• [DIRECTIONS]: How many lines in the rows below contain the string "plant"? Reply with the number alone.

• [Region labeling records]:

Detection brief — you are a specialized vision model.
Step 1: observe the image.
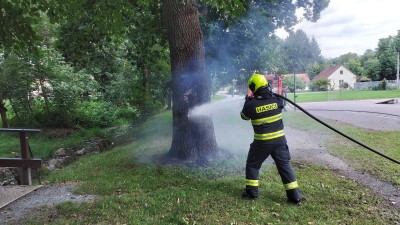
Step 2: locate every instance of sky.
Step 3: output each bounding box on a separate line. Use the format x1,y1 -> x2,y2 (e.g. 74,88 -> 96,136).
277,0 -> 400,58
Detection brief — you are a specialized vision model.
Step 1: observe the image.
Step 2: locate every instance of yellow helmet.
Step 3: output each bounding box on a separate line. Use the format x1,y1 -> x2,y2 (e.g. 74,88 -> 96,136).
247,74 -> 268,93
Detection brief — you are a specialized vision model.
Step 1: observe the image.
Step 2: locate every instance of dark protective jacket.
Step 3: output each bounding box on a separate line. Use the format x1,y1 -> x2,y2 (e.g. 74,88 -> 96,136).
240,89 -> 301,202
240,93 -> 286,145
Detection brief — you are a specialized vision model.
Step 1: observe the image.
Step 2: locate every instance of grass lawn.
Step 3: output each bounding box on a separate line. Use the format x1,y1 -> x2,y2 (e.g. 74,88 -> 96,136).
22,112 -> 400,224
284,111 -> 400,187
287,90 -> 400,103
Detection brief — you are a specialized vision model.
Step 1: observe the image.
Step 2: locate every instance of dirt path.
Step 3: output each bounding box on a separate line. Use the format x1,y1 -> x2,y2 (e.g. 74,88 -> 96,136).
0,183 -> 95,224
285,126 -> 400,211
0,97 -> 400,224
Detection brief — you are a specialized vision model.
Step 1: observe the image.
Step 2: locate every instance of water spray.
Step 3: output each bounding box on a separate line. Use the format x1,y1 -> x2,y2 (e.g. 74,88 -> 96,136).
273,93 -> 400,164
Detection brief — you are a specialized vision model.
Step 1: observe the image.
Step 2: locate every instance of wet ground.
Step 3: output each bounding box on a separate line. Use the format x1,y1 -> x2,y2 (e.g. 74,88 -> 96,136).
299,99 -> 400,131
0,96 -> 400,221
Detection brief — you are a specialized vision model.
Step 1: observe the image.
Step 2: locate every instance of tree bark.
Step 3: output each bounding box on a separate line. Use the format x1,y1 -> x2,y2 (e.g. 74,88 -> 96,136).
163,0 -> 218,160
0,98 -> 8,128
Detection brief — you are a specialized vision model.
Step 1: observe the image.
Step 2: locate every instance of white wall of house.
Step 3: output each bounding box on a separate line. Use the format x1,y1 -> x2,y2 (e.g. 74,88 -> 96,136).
328,66 -> 357,90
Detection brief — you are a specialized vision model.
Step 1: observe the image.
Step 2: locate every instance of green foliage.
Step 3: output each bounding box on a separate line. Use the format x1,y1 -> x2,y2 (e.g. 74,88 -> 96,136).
282,30 -> 323,73
288,90 -> 400,102
200,0 -> 328,84
313,78 -> 330,91
30,112 -> 399,224
306,63 -> 328,80
361,50 -> 381,81
73,101 -> 139,128
282,75 -> 306,92
377,36 -> 397,80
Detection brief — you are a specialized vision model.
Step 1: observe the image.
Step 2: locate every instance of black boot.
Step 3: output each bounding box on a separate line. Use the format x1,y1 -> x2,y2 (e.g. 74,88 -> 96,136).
242,188 -> 258,199
286,188 -> 301,205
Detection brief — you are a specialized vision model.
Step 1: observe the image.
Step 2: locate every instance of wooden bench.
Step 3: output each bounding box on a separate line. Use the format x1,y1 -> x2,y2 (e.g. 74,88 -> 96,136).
0,128 -> 42,185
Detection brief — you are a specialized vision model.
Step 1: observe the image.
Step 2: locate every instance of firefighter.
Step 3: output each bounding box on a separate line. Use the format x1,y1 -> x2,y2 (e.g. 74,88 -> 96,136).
240,74 -> 301,204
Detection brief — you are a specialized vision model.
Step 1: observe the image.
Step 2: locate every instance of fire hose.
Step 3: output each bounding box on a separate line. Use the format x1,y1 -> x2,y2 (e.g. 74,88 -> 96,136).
273,93 -> 400,164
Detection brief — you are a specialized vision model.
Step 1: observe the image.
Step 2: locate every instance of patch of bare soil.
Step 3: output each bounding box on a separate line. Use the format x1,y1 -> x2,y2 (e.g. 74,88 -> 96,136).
0,183 -> 95,224
285,125 -> 400,211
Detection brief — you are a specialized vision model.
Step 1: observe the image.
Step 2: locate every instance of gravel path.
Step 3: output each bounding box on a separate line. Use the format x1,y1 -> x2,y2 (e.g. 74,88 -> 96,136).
0,97 -> 400,224
0,183 -> 95,224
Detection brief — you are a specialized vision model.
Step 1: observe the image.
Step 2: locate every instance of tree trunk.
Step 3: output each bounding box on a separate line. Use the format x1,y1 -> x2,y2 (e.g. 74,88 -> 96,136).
0,98 -> 8,128
163,0 -> 218,160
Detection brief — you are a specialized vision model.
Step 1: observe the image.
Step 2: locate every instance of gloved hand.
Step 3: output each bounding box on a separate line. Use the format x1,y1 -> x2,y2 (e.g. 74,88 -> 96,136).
245,95 -> 253,102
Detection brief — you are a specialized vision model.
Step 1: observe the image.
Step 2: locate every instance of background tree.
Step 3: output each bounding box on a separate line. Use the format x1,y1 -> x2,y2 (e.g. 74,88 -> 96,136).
283,30 -> 323,73
282,75 -> 306,92
377,36 -> 397,80
360,49 -> 381,80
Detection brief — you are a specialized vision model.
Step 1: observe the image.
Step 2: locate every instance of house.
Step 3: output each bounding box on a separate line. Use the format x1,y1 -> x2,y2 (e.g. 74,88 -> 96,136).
311,65 -> 358,90
282,73 -> 311,91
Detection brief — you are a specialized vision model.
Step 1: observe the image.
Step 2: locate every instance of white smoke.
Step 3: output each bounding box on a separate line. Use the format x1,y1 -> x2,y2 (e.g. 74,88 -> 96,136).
189,96 -> 253,155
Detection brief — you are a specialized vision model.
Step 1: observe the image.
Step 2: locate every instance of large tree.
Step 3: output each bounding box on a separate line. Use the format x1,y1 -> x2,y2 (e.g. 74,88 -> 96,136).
163,0 -> 218,162
162,0 -> 329,162
0,0 -> 329,162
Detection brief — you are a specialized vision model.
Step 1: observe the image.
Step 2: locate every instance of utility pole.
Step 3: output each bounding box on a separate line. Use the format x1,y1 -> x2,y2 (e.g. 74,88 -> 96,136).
396,51 -> 400,89
293,72 -> 296,111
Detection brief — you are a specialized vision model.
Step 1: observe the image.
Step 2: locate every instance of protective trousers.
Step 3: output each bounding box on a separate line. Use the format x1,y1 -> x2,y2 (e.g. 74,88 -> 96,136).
246,142 -> 301,201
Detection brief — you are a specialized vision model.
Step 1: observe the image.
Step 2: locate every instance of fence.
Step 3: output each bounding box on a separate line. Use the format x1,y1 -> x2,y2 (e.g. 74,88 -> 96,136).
0,128 -> 42,185
354,80 -> 397,90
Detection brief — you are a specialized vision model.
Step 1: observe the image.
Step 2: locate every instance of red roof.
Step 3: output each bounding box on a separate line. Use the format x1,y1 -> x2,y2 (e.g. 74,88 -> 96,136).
282,73 -> 310,83
312,65 -> 341,81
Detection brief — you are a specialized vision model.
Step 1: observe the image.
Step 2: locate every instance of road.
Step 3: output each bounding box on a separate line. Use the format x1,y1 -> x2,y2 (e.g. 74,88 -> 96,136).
299,99 -> 400,131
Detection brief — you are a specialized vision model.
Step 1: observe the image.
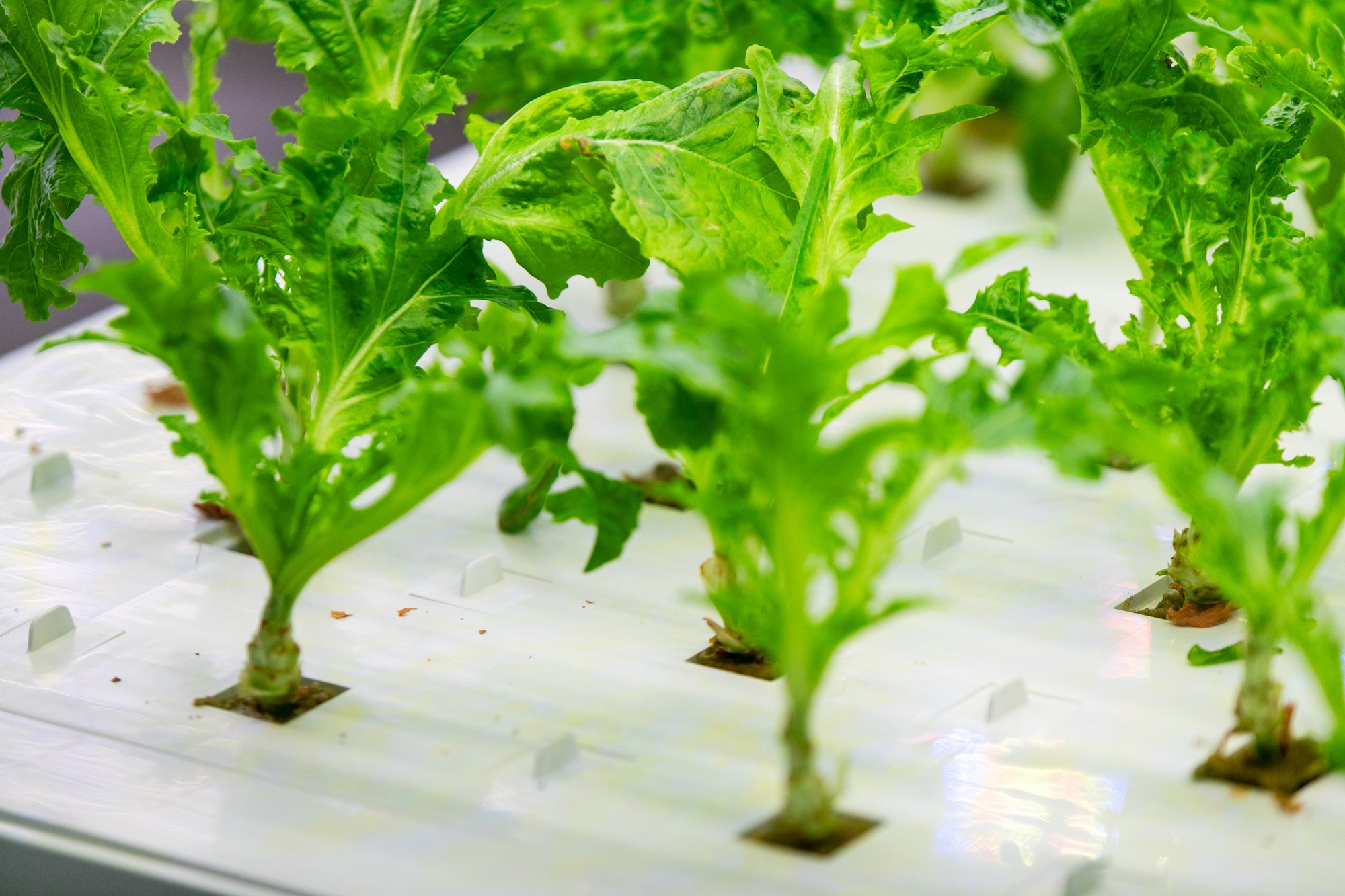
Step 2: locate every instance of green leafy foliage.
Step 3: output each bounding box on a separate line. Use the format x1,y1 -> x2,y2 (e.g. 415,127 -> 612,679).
0,0 -> 194,319
475,0 -> 869,112
748,44 -> 993,316
990,0 -> 1334,495
1159,434 -> 1345,766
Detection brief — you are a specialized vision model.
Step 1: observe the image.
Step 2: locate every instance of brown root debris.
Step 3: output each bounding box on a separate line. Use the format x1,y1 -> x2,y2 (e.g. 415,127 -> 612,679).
1166,600 -> 1233,628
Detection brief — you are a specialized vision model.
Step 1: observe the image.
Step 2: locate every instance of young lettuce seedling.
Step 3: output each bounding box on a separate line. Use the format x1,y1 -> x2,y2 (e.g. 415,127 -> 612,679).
490,7 -> 1002,559
968,0 -> 1332,626
573,276 -> 1026,849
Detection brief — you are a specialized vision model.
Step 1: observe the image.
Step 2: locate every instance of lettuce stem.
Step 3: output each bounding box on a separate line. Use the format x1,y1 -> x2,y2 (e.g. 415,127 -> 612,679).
776,692 -> 837,844
1237,618 -> 1284,764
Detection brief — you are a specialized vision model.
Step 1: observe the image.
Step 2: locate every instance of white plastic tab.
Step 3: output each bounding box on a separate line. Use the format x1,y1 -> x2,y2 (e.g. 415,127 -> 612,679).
28,606 -> 75,654
0,607 -> 32,635
924,517 -> 962,560
986,678 -> 1028,721
28,451 -> 75,512
0,607 -> 124,673
409,555 -> 550,614
457,555 -> 504,598
533,735 -> 580,787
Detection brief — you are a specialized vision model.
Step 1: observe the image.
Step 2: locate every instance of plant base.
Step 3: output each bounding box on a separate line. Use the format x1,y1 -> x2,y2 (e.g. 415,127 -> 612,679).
194,678 -> 350,725
1194,737 -> 1330,797
742,813 -> 881,856
686,645 -> 780,681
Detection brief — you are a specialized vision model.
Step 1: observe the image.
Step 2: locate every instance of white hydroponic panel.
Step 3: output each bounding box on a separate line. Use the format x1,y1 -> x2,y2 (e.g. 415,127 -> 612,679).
0,148 -> 1345,896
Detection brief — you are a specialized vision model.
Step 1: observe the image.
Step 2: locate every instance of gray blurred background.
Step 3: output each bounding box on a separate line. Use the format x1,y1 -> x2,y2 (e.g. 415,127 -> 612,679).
0,17 -> 463,354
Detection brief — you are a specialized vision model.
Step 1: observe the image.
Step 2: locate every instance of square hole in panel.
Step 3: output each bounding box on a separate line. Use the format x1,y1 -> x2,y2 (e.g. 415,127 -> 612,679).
686,645 -> 780,681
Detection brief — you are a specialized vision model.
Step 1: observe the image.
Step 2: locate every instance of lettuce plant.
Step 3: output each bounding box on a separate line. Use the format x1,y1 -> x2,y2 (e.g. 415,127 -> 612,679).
495,4 -> 1002,567
970,0 -> 1334,624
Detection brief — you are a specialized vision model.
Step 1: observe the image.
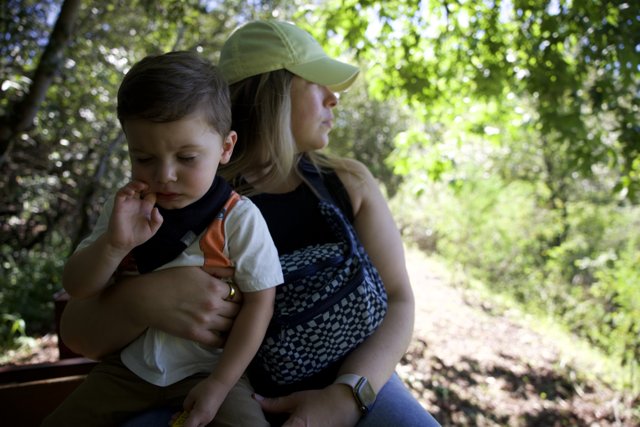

• [RESULT OF THIS EXERCISE]: 2